Required action
Find the line containing "# Mark the region of the woman's" in the listing below. Repeat it exactly, along with each following line up to and including the one containing "regionseg --target=woman's hand".

########################################

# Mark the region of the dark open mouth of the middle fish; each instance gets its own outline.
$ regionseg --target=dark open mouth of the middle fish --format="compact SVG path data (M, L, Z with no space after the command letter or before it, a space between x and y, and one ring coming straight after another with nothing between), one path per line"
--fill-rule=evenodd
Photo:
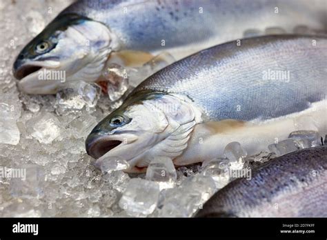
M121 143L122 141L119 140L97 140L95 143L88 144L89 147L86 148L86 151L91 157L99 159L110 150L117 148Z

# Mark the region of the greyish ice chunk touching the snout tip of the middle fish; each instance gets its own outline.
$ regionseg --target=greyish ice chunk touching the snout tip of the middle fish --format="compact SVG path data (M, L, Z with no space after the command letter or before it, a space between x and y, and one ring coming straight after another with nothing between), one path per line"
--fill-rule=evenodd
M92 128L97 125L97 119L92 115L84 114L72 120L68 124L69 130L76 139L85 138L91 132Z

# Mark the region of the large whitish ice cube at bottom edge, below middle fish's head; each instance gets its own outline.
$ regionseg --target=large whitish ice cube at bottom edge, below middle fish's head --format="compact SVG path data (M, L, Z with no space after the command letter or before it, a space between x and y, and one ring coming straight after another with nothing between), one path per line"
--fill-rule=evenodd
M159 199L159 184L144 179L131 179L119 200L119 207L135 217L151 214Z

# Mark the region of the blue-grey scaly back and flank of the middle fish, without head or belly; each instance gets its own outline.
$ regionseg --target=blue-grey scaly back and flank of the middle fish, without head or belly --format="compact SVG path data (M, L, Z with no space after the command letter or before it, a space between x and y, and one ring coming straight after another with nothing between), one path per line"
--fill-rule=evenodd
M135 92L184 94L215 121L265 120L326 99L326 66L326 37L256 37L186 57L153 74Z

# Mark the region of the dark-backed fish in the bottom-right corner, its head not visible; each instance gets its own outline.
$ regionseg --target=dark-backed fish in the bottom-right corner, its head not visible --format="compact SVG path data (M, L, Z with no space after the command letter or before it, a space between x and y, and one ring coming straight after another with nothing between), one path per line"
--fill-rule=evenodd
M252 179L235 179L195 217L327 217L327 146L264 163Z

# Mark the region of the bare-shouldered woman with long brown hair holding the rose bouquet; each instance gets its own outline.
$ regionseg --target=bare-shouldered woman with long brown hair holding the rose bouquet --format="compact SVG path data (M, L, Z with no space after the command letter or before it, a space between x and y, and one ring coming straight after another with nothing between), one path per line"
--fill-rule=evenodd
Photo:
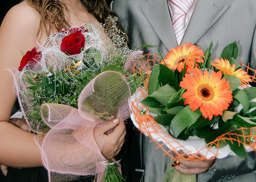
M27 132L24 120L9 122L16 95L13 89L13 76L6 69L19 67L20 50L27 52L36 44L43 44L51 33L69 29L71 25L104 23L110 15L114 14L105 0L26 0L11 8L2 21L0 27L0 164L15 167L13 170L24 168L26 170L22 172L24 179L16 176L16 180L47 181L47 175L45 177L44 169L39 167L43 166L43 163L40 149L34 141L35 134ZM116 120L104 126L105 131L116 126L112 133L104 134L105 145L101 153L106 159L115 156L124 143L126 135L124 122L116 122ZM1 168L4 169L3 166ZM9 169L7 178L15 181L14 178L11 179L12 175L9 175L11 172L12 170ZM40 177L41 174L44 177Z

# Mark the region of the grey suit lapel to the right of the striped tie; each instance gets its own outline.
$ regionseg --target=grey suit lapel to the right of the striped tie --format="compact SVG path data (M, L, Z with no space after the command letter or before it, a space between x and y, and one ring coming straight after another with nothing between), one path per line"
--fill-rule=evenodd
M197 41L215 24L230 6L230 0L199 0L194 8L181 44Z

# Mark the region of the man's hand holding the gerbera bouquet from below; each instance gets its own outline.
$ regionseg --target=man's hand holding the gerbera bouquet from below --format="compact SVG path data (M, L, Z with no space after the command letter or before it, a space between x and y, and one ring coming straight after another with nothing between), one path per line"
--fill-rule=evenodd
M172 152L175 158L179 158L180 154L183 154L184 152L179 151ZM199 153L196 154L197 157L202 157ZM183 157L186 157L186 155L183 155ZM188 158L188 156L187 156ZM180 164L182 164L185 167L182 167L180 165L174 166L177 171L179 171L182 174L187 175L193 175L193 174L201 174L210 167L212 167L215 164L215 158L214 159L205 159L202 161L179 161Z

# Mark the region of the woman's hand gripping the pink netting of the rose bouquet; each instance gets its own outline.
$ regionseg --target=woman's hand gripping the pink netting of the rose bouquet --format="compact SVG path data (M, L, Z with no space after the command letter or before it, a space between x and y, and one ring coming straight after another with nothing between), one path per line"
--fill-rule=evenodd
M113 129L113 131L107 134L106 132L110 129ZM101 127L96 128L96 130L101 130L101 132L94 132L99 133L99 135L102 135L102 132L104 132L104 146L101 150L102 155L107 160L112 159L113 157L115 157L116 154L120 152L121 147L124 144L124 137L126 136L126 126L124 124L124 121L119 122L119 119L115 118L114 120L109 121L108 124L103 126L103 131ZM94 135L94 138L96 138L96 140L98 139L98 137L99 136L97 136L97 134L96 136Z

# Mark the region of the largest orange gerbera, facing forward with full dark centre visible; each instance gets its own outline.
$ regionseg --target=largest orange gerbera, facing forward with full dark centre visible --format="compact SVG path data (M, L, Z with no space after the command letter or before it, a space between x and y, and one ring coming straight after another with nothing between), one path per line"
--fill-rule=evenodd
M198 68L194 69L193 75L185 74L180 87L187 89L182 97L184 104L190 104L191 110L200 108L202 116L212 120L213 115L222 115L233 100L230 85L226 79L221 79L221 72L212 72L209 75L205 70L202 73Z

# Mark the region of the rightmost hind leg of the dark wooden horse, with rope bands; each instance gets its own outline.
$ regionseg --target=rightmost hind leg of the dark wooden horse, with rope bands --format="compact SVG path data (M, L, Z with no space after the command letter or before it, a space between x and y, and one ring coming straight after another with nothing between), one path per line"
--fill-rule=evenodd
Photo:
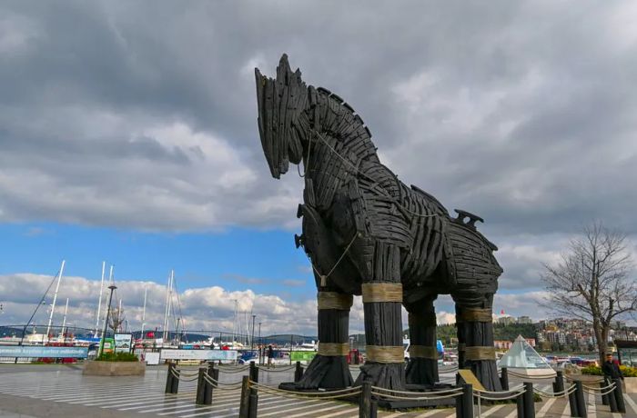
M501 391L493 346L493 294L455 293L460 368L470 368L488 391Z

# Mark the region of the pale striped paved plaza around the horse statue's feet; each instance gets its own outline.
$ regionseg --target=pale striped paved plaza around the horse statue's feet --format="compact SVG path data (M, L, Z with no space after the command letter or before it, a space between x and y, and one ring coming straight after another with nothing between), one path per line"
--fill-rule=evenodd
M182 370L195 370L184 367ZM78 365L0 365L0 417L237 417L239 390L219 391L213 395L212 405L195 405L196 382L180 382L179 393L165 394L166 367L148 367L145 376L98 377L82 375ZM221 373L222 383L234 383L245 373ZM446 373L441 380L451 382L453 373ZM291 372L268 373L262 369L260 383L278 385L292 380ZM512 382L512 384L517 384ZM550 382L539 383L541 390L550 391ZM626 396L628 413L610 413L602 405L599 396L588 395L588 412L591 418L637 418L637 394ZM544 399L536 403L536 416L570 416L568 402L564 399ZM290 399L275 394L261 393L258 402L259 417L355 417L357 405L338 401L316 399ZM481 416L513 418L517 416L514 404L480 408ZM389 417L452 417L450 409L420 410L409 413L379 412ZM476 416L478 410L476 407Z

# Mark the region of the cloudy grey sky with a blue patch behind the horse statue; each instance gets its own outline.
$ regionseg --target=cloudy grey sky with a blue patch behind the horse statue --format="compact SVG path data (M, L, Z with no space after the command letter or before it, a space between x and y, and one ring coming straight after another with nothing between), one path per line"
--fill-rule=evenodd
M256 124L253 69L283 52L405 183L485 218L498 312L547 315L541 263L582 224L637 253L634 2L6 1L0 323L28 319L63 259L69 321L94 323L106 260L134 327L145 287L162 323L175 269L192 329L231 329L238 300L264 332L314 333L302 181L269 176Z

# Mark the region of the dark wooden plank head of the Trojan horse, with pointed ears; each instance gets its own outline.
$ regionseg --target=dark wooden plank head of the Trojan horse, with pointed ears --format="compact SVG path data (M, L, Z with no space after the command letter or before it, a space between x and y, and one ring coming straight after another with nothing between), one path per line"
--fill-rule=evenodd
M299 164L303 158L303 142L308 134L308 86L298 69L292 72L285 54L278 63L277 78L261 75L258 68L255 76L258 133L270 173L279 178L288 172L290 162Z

########################################

Output for this exercise
# Mark the region of the woman's hand gripping the pink netting of the rose bouquet; each instance gets its own outline.
$ regionseg --target=woman's hand gripping the pink netting of the rose bouquet --format="compact SVG path data (M, L, Z with no space after the command letter or before it, a space between x and y, and one ring coming straight after another with nothing between), one path per line"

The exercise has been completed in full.